_TRY IT_
What lines in the entries below contain the word "front"? Copy all of them.

[Data records]
==*==
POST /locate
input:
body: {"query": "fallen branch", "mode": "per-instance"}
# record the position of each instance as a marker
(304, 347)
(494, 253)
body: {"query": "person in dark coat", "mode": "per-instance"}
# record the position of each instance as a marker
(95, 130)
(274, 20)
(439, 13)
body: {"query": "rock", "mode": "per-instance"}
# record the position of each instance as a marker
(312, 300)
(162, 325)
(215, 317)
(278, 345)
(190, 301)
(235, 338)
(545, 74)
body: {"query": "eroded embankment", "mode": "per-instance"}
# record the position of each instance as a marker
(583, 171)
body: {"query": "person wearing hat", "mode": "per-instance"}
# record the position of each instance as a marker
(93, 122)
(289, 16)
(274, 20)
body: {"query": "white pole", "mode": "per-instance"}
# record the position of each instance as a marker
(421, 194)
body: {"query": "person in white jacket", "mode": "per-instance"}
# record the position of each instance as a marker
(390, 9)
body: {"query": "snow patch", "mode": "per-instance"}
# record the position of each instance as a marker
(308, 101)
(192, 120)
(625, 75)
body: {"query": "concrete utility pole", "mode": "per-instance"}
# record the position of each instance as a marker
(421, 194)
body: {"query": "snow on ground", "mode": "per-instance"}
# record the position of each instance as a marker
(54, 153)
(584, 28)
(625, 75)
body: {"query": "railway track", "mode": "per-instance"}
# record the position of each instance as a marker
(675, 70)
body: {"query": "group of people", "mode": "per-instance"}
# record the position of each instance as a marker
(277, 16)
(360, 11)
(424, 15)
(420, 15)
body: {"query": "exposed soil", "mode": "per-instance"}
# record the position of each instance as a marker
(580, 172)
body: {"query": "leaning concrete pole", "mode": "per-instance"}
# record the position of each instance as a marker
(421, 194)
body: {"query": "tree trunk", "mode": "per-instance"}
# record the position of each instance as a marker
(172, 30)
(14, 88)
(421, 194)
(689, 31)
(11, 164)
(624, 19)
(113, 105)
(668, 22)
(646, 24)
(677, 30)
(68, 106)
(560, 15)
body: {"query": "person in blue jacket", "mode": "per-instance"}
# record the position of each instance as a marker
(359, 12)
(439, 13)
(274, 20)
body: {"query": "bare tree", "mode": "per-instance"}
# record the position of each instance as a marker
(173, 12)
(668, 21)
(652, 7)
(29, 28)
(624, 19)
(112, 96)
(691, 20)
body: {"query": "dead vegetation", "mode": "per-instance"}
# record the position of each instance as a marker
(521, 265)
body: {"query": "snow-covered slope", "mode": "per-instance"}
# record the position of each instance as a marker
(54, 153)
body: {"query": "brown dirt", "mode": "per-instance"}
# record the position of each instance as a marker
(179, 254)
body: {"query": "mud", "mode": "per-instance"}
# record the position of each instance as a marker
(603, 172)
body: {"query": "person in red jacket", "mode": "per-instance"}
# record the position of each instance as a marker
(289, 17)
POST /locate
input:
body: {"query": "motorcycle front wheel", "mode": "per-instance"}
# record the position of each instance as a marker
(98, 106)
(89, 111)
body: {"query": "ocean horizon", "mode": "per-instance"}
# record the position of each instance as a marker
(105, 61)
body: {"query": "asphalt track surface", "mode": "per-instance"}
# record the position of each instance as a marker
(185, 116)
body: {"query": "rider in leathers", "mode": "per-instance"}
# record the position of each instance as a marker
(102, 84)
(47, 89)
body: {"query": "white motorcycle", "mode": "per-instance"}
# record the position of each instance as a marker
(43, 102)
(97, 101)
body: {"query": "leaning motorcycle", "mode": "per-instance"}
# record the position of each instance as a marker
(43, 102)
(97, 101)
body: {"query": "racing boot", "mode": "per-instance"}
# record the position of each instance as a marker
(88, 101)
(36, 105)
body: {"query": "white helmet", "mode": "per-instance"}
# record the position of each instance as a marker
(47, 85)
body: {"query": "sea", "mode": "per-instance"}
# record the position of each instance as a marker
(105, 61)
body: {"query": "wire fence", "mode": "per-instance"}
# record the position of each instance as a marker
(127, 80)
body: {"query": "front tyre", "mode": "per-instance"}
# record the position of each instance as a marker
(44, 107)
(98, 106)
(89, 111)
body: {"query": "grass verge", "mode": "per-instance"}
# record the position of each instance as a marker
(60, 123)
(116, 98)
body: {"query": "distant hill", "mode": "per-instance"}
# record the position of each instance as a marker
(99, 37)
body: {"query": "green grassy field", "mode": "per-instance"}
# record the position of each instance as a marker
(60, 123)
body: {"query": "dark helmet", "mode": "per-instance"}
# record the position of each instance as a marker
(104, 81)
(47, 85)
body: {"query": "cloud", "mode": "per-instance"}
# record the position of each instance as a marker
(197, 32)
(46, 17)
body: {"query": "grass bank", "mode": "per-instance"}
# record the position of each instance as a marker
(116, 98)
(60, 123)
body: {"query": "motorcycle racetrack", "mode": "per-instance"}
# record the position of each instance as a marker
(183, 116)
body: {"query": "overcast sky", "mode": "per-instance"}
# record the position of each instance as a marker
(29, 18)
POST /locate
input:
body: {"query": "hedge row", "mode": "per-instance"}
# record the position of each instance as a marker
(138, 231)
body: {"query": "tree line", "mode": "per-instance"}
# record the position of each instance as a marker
==*==
_REPLY TO THE EXERCISE_
body: {"query": "motorcycle front wheel", "mode": "per-instance"}
body: {"query": "front tyre", "mode": "per-instance"}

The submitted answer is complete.